I brani di Are You Experienced incontrano il consenso generale, inni quasi della “controcultura giovanile”, da Foxy Lady a Purple Haze a The Wind Cries Mary, e prima della fine dell’anno l’immagine di Hendrix è ormai familiare e molto stimata nell’ambiente discografico e dello spettacolo.

I termini della nuova «musica elettrica» diventano parole comuni, alla portata di tutti.

La ruota pop inizia a macinare il personaggio con furore crescente e sembra, in  più di un momento, che la passione della leggenda riesca a cancellare la realtà dell’uomo.

Per Jimi, la vittoria si trasforma presto in sacrificio.

Il primo album aveva promesso un nuovo stile di cose, una rappresentazione totale che faceva tutt’uno dell’artista e della musica in un’indelebile immagine. Ma una volta superato l’effetto della sorpresa, appesi al muro i primi dischi d’oro, gli stadi pieni di gente disposta a salutare con l’applauso anche il tentativo più scalcinato, il momento della creatività e del coraggio sembra perdersi e svanire.

» **Dati estratti**
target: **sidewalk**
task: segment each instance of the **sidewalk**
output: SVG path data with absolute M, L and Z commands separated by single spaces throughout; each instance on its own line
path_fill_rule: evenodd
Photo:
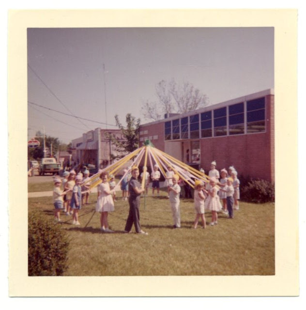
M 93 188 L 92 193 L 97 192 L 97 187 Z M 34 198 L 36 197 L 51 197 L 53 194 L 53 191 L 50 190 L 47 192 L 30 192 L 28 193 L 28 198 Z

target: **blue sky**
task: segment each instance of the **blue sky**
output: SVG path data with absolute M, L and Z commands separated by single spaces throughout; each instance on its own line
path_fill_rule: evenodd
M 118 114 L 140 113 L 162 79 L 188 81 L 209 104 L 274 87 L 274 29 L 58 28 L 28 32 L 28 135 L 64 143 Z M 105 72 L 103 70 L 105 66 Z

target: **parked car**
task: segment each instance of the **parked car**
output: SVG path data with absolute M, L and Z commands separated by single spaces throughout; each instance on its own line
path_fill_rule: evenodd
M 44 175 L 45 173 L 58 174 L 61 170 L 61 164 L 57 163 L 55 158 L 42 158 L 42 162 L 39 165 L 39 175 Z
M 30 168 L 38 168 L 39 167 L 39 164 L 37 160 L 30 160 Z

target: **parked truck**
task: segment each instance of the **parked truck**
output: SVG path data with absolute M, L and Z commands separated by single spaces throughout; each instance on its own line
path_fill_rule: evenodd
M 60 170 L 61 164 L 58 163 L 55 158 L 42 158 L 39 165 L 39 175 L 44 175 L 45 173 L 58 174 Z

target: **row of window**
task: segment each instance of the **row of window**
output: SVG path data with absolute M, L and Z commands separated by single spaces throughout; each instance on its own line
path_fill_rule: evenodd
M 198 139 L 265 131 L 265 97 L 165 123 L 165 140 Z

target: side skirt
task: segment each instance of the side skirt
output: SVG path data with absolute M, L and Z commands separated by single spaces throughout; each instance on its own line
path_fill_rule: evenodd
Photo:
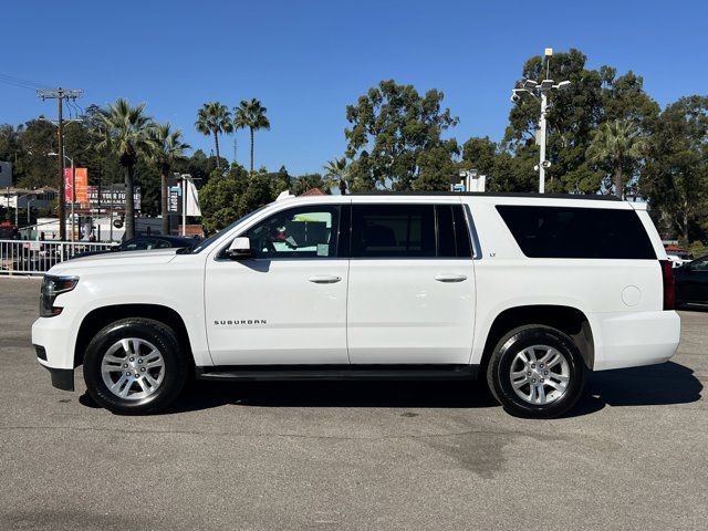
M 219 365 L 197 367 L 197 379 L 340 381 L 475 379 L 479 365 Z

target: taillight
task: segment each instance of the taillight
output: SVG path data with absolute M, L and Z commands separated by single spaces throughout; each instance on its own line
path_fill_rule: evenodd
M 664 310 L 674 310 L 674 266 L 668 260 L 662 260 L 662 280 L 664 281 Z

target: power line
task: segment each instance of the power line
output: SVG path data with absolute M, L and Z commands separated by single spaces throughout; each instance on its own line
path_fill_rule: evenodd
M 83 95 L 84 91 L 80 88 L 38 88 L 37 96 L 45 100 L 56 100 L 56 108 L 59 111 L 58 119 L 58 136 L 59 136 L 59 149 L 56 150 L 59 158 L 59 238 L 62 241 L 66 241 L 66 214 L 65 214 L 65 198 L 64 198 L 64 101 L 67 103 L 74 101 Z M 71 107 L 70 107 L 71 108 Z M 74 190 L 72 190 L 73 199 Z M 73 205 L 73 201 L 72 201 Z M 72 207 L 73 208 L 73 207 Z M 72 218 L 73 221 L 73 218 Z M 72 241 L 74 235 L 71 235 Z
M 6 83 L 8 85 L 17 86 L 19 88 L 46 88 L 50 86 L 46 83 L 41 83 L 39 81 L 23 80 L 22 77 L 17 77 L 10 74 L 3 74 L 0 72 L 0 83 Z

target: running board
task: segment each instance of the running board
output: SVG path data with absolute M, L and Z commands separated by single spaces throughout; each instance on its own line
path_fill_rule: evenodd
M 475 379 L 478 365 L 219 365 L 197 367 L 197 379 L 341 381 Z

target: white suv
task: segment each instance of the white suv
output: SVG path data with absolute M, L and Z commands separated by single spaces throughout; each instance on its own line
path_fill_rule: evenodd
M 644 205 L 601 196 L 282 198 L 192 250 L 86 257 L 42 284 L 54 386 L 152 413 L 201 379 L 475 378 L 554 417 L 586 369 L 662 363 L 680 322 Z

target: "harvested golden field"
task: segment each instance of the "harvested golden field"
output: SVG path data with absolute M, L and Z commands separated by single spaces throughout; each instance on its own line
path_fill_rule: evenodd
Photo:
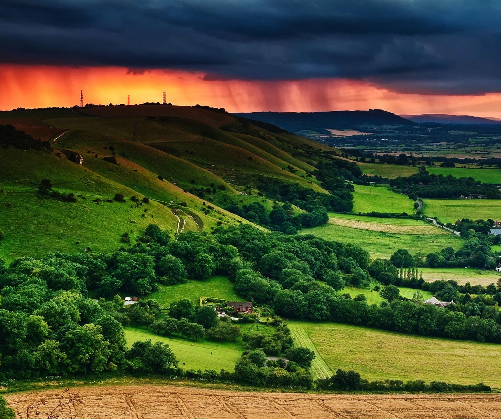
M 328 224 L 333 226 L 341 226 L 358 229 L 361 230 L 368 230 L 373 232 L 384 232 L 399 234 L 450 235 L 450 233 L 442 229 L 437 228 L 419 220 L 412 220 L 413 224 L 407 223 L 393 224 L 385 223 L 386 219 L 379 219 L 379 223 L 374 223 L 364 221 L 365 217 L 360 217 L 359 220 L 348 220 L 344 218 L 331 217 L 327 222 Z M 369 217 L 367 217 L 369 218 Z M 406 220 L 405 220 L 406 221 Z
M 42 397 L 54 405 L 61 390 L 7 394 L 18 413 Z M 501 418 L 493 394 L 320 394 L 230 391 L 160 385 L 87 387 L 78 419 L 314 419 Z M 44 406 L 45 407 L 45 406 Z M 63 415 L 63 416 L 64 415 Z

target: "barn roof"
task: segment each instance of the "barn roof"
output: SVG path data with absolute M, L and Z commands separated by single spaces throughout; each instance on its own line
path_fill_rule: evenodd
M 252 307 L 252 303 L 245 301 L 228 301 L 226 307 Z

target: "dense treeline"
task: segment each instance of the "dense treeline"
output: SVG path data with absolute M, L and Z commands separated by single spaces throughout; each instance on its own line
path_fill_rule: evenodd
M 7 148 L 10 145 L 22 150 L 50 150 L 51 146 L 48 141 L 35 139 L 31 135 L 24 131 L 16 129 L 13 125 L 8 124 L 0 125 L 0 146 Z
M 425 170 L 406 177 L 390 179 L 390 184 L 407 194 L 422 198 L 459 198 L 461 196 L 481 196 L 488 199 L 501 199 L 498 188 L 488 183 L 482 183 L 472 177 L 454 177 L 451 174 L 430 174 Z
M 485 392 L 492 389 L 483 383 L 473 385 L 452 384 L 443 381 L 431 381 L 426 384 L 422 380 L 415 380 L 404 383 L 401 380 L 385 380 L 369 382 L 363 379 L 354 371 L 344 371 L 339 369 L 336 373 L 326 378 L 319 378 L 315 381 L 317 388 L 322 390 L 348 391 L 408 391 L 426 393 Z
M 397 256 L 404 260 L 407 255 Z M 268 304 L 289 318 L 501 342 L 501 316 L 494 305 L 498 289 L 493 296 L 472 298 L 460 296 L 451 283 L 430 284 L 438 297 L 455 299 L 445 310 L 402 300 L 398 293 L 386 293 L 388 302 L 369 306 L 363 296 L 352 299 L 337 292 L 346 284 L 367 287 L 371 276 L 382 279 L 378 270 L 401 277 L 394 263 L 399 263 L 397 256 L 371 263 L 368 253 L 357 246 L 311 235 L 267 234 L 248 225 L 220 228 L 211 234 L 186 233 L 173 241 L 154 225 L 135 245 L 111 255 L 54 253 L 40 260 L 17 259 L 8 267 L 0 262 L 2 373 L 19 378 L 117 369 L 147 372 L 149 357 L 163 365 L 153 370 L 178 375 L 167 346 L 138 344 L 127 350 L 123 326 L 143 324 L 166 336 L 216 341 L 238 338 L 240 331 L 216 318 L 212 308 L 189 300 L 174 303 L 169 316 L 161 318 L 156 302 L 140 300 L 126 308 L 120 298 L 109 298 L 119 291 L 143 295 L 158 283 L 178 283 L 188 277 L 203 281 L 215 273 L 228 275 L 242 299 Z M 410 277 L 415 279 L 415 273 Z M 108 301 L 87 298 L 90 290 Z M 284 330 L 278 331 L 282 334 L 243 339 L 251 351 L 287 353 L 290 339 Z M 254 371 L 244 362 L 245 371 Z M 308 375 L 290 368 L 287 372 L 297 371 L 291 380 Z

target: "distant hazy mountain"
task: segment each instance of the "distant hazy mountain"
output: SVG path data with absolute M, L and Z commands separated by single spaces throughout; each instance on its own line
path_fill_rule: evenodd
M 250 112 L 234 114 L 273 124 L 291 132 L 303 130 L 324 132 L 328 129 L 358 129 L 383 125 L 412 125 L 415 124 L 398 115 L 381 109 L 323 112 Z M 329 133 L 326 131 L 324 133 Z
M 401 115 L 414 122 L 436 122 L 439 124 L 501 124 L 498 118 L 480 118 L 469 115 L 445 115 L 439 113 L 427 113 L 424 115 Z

» **Istruzioni**
1) Riassumi in due frasi il testo su Hendrix.
2) Rispondi alle domande sul testo su Hendrix:
(a) Quali tre brani di Are You Experienced vengono nominati?
(b) In che cosa si trasforma presto la vittoria per Jimi?
(c) Che cosa viene appeso al muro una volta superato l'effetto della sorpresa?
3) Continua il testo su Hendrix a partire dall'ultima frase.

» **Risposte**
1) I brani di Are You Experienced incontrano il consenso generale e, prima della fine dell'anno, l'immagine di Hendrix è familiare e molto stimata nell'ambiente discografico e dello spettacolo. Per Jimi, però, la vittoria si trasforma presto in sacrificio: superato l'effetto della sorpresa, il momento della creatività e del coraggio sembra perdersi e svanire.

2)
(a) Foxy Lady, Purple Haze e The Wind Cries Mary.
(b) In sacrificio.
(c) I primi dischi d'oro.

3)
Con un pubblico che non gli pone alcuna difficoltà, pronto a farsi sedurre completamente, ed i musicisti del complesso incapaci di reggere il confronto (anche se Hendrix, in tutta franchezza, non concedeva loro molto spazio), Jimi si trova senza più stimoli artistici.

La strada intrapresa appare quanto mai difficile.

Nascono violente dispute sulla conduzione manageriale; Jimi la chiama «schiavitù del pop».

La notorietà pubblica gli procura problemi con la polizia, dapprima in Svezia poi in Canada, dove viene arrestato per possesso di droga (l’accusa successivamente cadrà).

Mentre da un lato crescono i problemi personali, d’altro canto la musica sembra giunta a un punto morto. Se è lecito affermare che, limitandosi alla discografia ufficiale, Jimi non fece mai un brutto disco (la maggior parte degli album, anzi, sono classici indiscussi) è vero anche che si trovò spesso a corto di buon materiale; nè lo stile nè i virtuosismi potevano salvarlo, in simili occasioni. Axis: Bold As Love, secondo LP, si limita a perfezionare il discorso di Are You Experienced; ancor più pecche mostra il doppio Electric Ladyland successivo.

Jimi sembra cercare nuovi mezzi espressivi, meno macchinosi e artificiosi, qualcosa di più organico capace di dar forma agli intrecci della sua chitarra e all’anarchia dei testi.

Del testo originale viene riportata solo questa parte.